- Task -
Return every line in the rows below that contains the word "sweater".

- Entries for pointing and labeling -
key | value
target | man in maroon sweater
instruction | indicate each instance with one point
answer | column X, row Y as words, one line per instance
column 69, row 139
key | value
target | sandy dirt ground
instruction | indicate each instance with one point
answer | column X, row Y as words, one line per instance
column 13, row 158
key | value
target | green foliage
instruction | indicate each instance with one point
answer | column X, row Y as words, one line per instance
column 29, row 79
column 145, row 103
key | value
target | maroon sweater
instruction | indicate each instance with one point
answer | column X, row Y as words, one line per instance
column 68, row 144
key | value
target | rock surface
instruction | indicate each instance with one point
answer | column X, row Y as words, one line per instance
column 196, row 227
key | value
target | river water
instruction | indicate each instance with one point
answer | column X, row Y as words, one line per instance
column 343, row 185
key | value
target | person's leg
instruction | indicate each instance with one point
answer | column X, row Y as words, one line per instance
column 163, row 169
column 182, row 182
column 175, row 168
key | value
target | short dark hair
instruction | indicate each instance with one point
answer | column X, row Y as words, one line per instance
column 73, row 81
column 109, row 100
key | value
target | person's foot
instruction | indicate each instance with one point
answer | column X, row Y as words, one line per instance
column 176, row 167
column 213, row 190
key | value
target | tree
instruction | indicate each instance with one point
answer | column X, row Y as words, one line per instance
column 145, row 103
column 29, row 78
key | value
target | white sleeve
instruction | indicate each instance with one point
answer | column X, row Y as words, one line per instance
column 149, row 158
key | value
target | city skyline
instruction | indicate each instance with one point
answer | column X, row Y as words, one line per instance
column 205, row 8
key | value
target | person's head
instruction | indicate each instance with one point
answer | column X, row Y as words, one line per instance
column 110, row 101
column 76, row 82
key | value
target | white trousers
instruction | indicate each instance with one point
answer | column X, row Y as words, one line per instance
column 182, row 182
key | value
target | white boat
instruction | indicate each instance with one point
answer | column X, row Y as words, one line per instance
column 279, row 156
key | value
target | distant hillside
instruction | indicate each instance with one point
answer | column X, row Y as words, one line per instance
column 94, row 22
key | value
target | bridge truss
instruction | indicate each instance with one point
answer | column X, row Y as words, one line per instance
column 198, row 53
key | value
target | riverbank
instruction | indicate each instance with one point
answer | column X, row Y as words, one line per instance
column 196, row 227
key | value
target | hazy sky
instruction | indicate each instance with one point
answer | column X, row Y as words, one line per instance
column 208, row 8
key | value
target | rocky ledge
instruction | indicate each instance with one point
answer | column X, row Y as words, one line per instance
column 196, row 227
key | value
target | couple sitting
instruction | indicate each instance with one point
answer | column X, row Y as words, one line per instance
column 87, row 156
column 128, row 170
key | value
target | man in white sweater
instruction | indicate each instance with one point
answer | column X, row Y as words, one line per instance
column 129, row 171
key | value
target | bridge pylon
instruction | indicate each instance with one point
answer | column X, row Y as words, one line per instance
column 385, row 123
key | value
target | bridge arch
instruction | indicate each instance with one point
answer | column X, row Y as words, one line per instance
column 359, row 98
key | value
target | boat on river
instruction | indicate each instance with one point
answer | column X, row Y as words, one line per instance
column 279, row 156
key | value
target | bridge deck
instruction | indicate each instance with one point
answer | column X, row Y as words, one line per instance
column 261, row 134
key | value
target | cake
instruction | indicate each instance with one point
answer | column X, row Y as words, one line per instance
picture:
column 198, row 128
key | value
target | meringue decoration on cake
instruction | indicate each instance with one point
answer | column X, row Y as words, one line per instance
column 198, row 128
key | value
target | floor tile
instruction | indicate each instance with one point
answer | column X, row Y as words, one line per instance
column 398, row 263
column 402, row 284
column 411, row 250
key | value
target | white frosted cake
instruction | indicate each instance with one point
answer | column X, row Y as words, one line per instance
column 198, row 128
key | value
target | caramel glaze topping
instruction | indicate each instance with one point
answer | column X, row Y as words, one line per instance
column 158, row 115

* * *

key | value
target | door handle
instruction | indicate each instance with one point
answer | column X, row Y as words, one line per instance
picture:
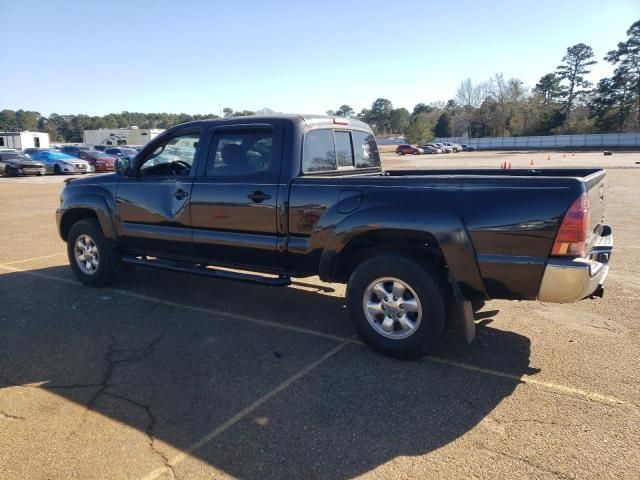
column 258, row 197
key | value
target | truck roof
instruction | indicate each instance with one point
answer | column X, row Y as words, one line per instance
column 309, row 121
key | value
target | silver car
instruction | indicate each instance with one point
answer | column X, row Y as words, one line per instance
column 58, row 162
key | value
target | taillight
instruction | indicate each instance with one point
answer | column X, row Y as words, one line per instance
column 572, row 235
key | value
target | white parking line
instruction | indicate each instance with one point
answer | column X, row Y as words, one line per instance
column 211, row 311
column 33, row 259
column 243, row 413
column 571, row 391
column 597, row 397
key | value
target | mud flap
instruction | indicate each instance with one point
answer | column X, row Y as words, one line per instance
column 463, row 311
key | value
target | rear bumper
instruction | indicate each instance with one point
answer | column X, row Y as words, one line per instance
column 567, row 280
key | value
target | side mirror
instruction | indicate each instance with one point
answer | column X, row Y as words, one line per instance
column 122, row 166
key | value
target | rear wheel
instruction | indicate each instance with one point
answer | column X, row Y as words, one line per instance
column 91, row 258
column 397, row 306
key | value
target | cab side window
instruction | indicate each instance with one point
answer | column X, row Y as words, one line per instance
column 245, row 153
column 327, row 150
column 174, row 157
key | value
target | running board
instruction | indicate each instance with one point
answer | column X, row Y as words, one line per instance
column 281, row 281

==

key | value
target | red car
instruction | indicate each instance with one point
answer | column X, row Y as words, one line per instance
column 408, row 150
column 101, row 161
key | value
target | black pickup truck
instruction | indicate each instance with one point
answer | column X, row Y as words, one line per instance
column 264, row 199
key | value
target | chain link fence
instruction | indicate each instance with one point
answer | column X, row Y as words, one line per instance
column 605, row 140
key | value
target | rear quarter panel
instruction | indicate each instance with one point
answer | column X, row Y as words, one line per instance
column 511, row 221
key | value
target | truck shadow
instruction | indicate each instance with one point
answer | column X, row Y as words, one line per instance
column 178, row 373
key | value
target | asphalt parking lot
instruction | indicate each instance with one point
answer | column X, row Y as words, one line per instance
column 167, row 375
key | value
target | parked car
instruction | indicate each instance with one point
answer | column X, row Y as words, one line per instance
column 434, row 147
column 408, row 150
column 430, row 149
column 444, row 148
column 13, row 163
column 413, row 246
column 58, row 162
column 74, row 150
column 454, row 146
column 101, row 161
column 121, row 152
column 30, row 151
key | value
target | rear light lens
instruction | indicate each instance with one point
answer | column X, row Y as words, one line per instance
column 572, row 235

- Task response -
target | man in maroon sweater
target | maroon sweater
target | man in white sweater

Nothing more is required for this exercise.